The request: Give the material once more, word for word, without any images.

►

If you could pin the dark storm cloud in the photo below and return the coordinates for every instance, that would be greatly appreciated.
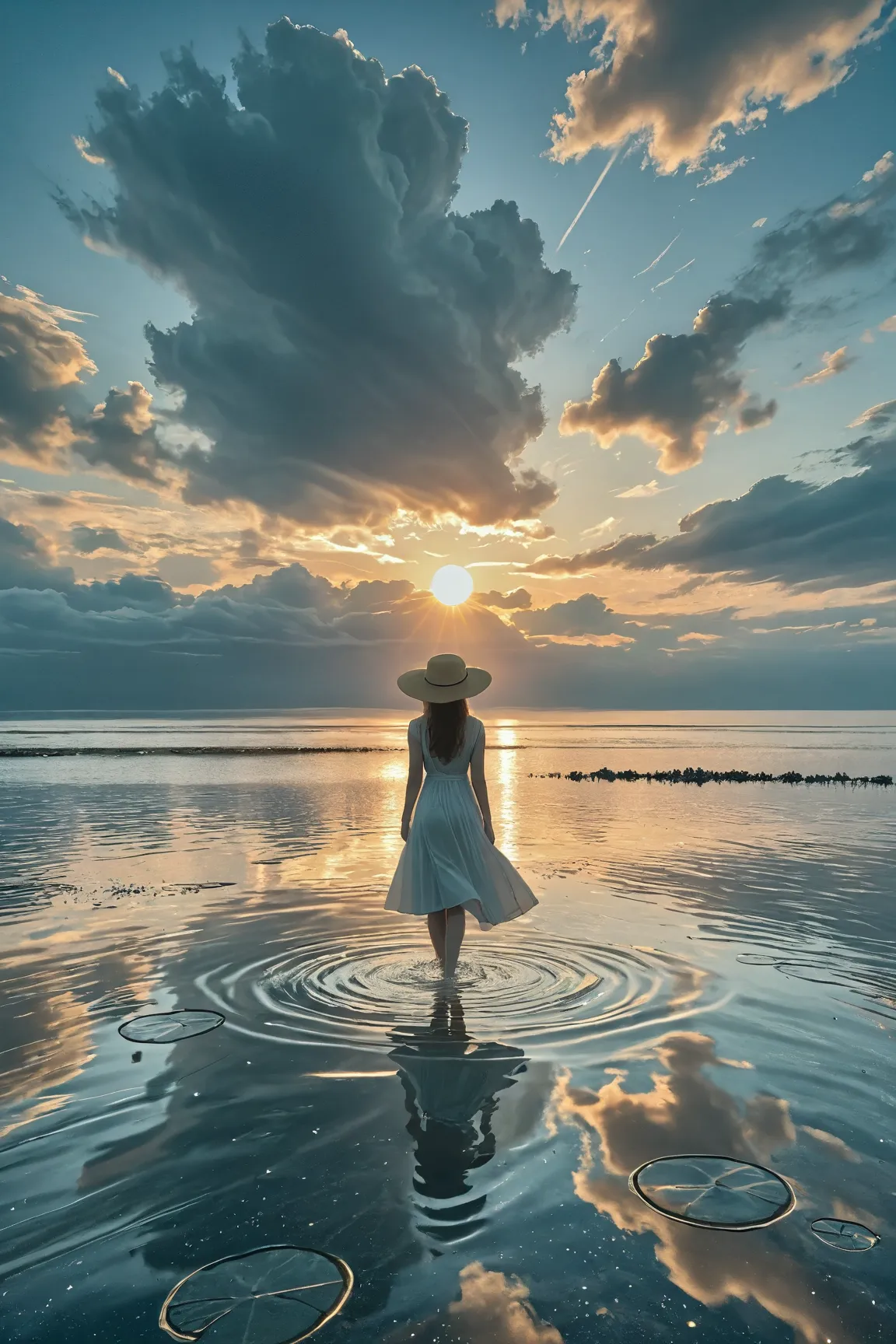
(840, 534)
(292, 639)
(677, 77)
(844, 233)
(681, 386)
(684, 386)
(586, 614)
(123, 433)
(88, 539)
(352, 343)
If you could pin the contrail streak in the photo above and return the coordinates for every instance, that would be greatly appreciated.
(660, 284)
(587, 199)
(657, 258)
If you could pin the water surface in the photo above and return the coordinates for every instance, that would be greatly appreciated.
(709, 971)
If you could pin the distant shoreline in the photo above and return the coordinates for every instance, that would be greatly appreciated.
(698, 775)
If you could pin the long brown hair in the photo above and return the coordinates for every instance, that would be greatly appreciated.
(445, 729)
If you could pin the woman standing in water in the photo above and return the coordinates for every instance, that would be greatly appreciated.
(450, 863)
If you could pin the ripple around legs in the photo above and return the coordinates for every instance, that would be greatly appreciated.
(536, 991)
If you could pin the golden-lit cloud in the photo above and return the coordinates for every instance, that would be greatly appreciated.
(493, 1309)
(687, 1111)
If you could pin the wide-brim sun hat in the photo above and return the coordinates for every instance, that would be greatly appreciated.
(443, 679)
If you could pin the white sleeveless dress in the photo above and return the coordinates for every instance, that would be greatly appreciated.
(448, 859)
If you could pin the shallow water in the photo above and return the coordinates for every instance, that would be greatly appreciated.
(709, 971)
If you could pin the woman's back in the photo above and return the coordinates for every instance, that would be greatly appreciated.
(460, 764)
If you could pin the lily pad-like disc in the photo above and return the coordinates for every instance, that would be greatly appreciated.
(844, 1237)
(275, 1294)
(713, 1191)
(162, 1028)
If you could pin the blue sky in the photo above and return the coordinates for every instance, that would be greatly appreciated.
(199, 523)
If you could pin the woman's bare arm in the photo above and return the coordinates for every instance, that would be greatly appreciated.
(414, 779)
(480, 788)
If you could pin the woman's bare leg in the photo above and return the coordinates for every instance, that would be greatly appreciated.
(437, 933)
(454, 930)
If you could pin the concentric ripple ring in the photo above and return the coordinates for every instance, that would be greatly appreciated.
(527, 988)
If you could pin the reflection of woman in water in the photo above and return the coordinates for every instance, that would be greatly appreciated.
(450, 863)
(449, 1081)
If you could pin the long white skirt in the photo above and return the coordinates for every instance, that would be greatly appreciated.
(448, 860)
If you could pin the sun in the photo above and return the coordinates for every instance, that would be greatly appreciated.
(452, 585)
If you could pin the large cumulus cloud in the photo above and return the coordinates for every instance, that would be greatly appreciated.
(840, 534)
(354, 339)
(677, 77)
(40, 363)
(44, 411)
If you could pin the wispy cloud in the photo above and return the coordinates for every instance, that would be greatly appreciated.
(875, 415)
(598, 527)
(720, 171)
(644, 492)
(883, 166)
(833, 362)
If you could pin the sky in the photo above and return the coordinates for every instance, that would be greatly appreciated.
(296, 311)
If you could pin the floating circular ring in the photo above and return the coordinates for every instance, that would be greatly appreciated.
(712, 1191)
(844, 1235)
(290, 1290)
(164, 1028)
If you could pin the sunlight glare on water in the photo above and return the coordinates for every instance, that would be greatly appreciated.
(709, 971)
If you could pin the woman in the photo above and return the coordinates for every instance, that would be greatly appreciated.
(450, 863)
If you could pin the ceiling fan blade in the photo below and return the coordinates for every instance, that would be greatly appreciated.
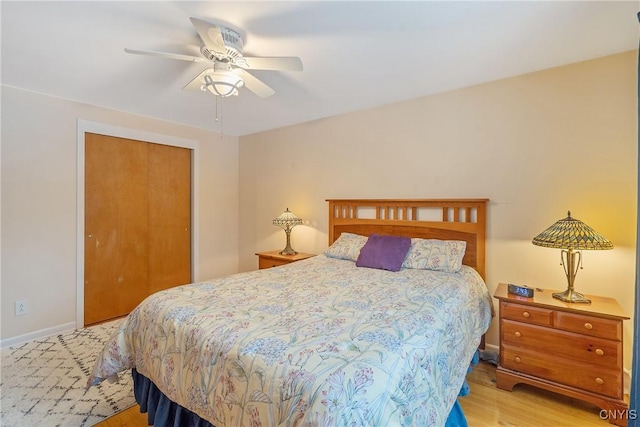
(166, 55)
(254, 85)
(210, 35)
(284, 63)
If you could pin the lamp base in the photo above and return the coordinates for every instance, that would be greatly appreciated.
(572, 296)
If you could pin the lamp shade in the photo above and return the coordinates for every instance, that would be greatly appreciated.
(287, 220)
(223, 83)
(571, 233)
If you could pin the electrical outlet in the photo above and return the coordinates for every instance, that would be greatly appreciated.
(22, 307)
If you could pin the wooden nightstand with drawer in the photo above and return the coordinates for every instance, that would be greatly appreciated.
(274, 258)
(571, 349)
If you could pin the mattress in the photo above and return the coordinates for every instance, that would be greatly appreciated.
(319, 342)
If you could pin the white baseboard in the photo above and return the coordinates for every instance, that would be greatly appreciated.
(43, 333)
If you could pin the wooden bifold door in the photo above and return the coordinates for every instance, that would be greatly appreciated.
(137, 223)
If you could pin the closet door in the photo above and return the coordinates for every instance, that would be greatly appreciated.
(137, 223)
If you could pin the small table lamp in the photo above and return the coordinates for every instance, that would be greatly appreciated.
(287, 220)
(571, 235)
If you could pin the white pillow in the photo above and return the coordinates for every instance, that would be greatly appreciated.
(433, 254)
(347, 246)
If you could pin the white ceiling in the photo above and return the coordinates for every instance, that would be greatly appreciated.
(356, 55)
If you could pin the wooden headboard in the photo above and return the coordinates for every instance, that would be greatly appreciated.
(444, 219)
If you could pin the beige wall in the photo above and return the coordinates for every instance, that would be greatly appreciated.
(536, 145)
(39, 227)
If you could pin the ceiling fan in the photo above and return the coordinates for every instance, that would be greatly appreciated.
(222, 47)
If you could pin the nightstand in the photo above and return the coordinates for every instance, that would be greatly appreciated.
(274, 258)
(571, 349)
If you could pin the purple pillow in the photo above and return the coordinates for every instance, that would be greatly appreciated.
(384, 252)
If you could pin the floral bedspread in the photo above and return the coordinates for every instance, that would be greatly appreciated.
(319, 342)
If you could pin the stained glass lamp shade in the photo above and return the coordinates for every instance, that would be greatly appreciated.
(287, 220)
(572, 236)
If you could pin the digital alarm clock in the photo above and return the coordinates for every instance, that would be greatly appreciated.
(521, 290)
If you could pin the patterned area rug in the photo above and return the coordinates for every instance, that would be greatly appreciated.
(43, 382)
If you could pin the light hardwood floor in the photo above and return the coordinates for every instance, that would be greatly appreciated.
(486, 405)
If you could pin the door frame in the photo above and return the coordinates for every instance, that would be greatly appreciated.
(84, 126)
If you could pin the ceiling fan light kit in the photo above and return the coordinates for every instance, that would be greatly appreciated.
(222, 48)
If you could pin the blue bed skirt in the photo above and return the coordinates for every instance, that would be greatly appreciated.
(162, 412)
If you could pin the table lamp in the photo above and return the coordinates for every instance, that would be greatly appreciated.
(572, 236)
(287, 220)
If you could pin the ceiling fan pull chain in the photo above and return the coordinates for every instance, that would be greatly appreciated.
(219, 116)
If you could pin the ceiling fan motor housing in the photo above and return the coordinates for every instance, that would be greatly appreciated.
(233, 42)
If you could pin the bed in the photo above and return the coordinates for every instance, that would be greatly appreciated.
(333, 340)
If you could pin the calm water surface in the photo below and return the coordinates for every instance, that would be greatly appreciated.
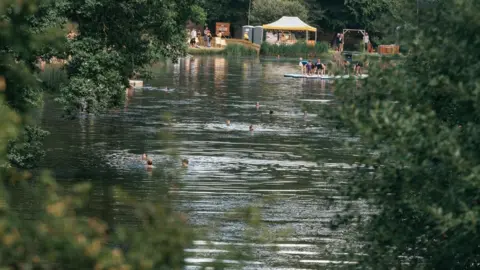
(230, 167)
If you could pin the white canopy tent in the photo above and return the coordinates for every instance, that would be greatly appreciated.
(291, 24)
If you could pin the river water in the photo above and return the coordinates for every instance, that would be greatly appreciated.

◄

Expected output:
If you could pin the dark storm cloud in the photo below and return the coordinates for every instance, that would be greatly appreciated.
(840, 534)
(292, 639)
(677, 77)
(844, 233)
(681, 386)
(684, 386)
(586, 614)
(123, 433)
(88, 539)
(352, 343)
If you could pin the contrail streak in the photo above and return the coordinates for every instance, that would be greatly appreciated.
(660, 284)
(587, 199)
(657, 258)
If you could pin the water surface in the photo above and return the coordinates for every instance, that would be greatly appreciated.
(709, 971)
If you could pin the distant shoreline in the photo above and return the coordinates for every instance, that would be greatly appreciated.
(698, 775)
If you could pin the long brown hair in the photo above and return the coordinates for every instance, that would be greatly appreciated.
(445, 729)
If you could pin the woman standing in water in the photo above and return the coordinates for every instance, that would be greatly appreciated.
(450, 863)
If you could pin the ripple around legs in the photo above and return the coordinates for every instance, that would be greatly appreciated.
(536, 991)
If you could pin the golden-lit cloud in the photo above and return the coordinates for every instance, that would be greatly appreciated.
(493, 1309)
(687, 1111)
If you could pin the wide-brim sun hat in the photo above and return the coordinates for every instance, that would be greatly appreciated.
(443, 679)
If you could pin the white sleeveless dress in the photo above and return the coordinates for every instance, that would be greatly appreciated.
(448, 859)
If you could pin the shallow water in the photo above and return the coordinates for every instance, that would be greatly appreciated.
(709, 971)
If you could pin the woman's back in the photo above and return the coordinates for every instance, that would be greatly appreciated.
(460, 764)
If you could pin the lily pad-like disc in the photo above and return the coordinates for every instance, that would be greatly appreciated.
(844, 1237)
(275, 1294)
(713, 1191)
(162, 1028)
If you could pin the blue sky in the photo above and return the coordinates for every instance, that would be greatly appreciated.
(199, 523)
If you could pin the woman's bare arm in the photo above and return the coordinates for every instance, that would be greatly appreciated.
(414, 779)
(480, 788)
If you could pin the woman's bare leg in the photo above and return the coordinates for every instance, that would be greatly appreciated.
(437, 933)
(454, 930)
If you could pin the concentric ripple ring in the photo above and return the coordinates for every instance, that would be greatly appreciated.
(527, 988)
If you could pin the reflection of woman in water in the photo above and return the coordinates for every instance, that would be greatly appreciated.
(450, 863)
(449, 1081)
If you could pin the long white skirt in the photo above and return the coordinates for every instance, that would be greatly appreciated.
(448, 860)
If you could pin the sun in the photo above and return the coordinates for every instance, that would be greatly appreciated.
(452, 585)
If you could pin the large cumulus cloud in the photo above and return the coordinates for every instance, that would be greatly appreciated.
(840, 534)
(354, 339)
(677, 77)
(40, 363)
(44, 411)
If you could pin the wispy cloud in the photo above and return the coordinates for every instance, that would be greatly appreciated.
(875, 415)
(598, 527)
(720, 171)
(644, 492)
(883, 166)
(833, 362)
If you could pin the sky in the photo above and return the coordinates for every instance, that would be greatly appreciated.
(296, 311)
If you could pin the floating circular ring in the photo above and return the coordinates for every instance, that would be greatly appreciated.
(712, 1191)
(844, 1235)
(290, 1290)
(164, 1028)
If you could pin the sunlight glare on water in the photo above and return the coordinates for every instance, that would be greatly appreciated.
(709, 971)
If you could pin the woman in the photo above and return the coordinates for every instance, that would be greatly appreciated.
(450, 863)
If you could pin the ceiling fan blade in the photo below and return the coordinates for every instance, that would be greatly appreciated.
(166, 55)
(254, 85)
(210, 35)
(284, 63)
If you could pin the lamp base in the photo above and return the coordinates for every instance, that would be greatly appreciated.
(572, 296)
If you could pin the lamp shade in the photo above and return the coordinates for every instance, that would be greatly appreciated.
(287, 220)
(223, 83)
(571, 233)
If you could pin the electrical outlet in the photo above and return the coordinates for every instance, that would be greatly appreciated.
(22, 307)
If you could pin the wooden nightstand with drawer in the photo above and return the coordinates for every instance, that would be greatly appreciated.
(274, 258)
(571, 349)
If you could pin the mattress in the photo above and return the coordinates for every instance, that would be greatly appreciated.
(319, 342)
If you could pin the white baseboard in the photo above and return the coordinates for every instance, that would be greatly appreciated.
(43, 333)
If you could pin the wooden bifold door in the photo above and return the coordinates for every instance, that would be greatly appreciated.
(137, 223)
If you could pin the closet door in the photo above and return the coordinates for every instance, that would be greatly appreciated.
(137, 223)
If you could pin the small table lamp in the photo above and return the coordinates for every instance, that would be greatly appreciated.
(287, 220)
(571, 235)
If you could pin the white pillow in the photo above and return the coordinates for every instance, that would be greatly appreciated.
(433, 254)
(347, 246)
If you could pin the white ceiling in the photo above and return the coordinates for every instance, that would be greatly appreciated.
(356, 55)
If you could pin the wooden headboard in the photo above and return the coordinates for every instance, that would be greatly appreciated.
(444, 219)
If you could pin the beige wall in the photo above and return the coordinates for every instance, that would be greatly appreciated.
(536, 145)
(39, 227)
If you could pin the ceiling fan in the photo above and return the coordinates for every instance, that would be greatly appreciated.
(222, 47)
If you could pin the nightstand in the photo above and return the coordinates for every instance, that would be greatly appreciated.
(274, 258)
(571, 349)
If you could pin the purple pillow in the photo above and return the coordinates for every instance, that would be greatly appreciated.
(384, 252)
If you could pin the floral bedspread in the photo above and return the coordinates for every instance, that would be greatly appreciated.
(319, 342)
If you could pin the stained glass lamp shade in the photo above and return the coordinates for every instance, that would be greatly appreciated.
(287, 220)
(572, 236)
If you could pin the digital alarm clock in the photo above and return the coordinates for every instance, that would be greatly appreciated.
(521, 290)
If you could pin the patterned area rug in the photo above and return the coordinates for every instance, that would be greatly appreciated.
(43, 382)
If you could pin the light hardwood floor in the photo above and return the coordinates for every instance, that would be greatly appreciated.
(486, 405)
If you could pin the door frame in the photo above and return the coordinates for every instance, that would be greatly appreciated.
(84, 126)
If you could pin the ceiling fan light kit in the photo above and return the coordinates for every instance, that would be greatly appreciated.
(222, 48)
If you could pin the blue bed skirt in the photo above and return the coordinates for every instance, that would be greatly appreciated.
(162, 412)
If you could pin the table lamp in the photo above and return the coordinates for every instance, that would be greatly appreciated.
(572, 236)
(287, 220)
If you could pin the ceiling fan pull chain in the photo above and return the coordinates for every instance, that would be greatly appreciated.
(219, 116)
If you could pin the ceiling fan motor housing in the photo above and return the coordinates for every instance, that would be greatly appreciated.
(233, 42)
If you could pin the bed in the photo above and return the coordinates for every instance, that would be greatly appreciated.
(333, 340)
If you could pin the calm water surface in the photo below and return the coordinates for every instance, that would be greatly appreciated.
(230, 167)
If you could pin the white canopy tent in the photo above and return the coordinates for every instance, that would be greatly appreciated.
(291, 24)
If you could pin the river water in the photo above and return the coordinates for every instance, that would be greatly appreciated.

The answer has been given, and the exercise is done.